(Arbeitsauftrag) Aktualisieren Sie im Forumsbeitrag über das Anklicken bestimmter Flächen den Abschnitt von „Doch wie sieht“ bis einschließlich „Deutschland angeklickt wurde?“, indem Sie „Deutschland“ durch „Frankreich“ ersetzen, und geben Sie den so geänderten Abschnitt wieder.
=== Vorliegender Textauszug ===
# Bestimmte Fläche anklicken - Wie elegant lösen?



## Meldanor (4. Mai 2010)

Hallo Leute,

ich habe aus Jux und Tollerei angefangen, Risiko zu programmieren. Ja, dieses Thema findet sich bei der Suche sehr häufig und auch ich weiß, dass es nichts großes ist. Ich für meinen Teil will das jedoch durchziehen als auch einen Multiplayer einbauen.

Ich bin noch in der "Gedankenphase" und überlege mir, welche Probleme auftauchen und wie man diese lösen kann.

Ein Problem ist:

Wie kann ich erkennen, dass eine bestimmte Fläche angeklickt wurde?
Bei einer quadratischen oder kreisförmigen Fläche würde ich das rausbekommen.
Doch wie sieht dies bei .... "Fleck"-Förmige Fläche aus?
Wenn wir uns z.B. Deutschland als Grundriss vorstellen, wie kann ich "elegant" lösen, dass nun Deutschland angeklickt wurde?
Elegant wird hier betont, denn eine "naja" Lösung hätte ich, nämlich Deutschland in mehrere Quadrate teilen und somit die "Fleck"-Fläche mit Quadraten füllen, um so rauszubekomen, ob der Mausklick in Deutschland erfolgt.
Gibt es jedoch eine elegante Lösung, sodass ich nicht alle "Hilfsquadrate" überprüfen muss als auch wirklich die "ganze" Fläche abdecke?

Ich hab mir auch schon überlegt, ob ich mir die Begrenzungslinie als Punktmenge vorstelle und dies irgendwie speicher und dann über irgendeinen Algorithmus herausfinden, ob der Mausklick innerhalb liegt, jedoch fehlt mir hierfür ein mathematisches Verständis oder gar ein Stück realistisches Denken?
=== Gesammelte Daten ===
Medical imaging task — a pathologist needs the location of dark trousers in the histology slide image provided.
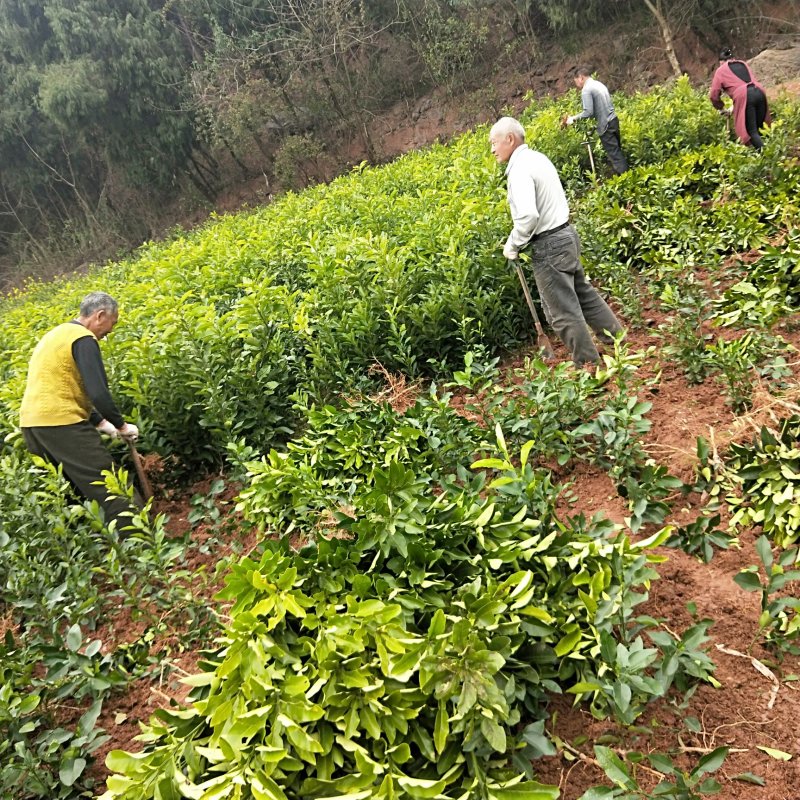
===
(Lösung)
Doch wie sieht dies bei .... "Fleck"-Förmige Fläche aus?
Wenn wir uns z.B. Frankreich als Grundriss vorstellen, wie kann ich "elegant" lösen, dass nun Frankreich angeklickt wurde?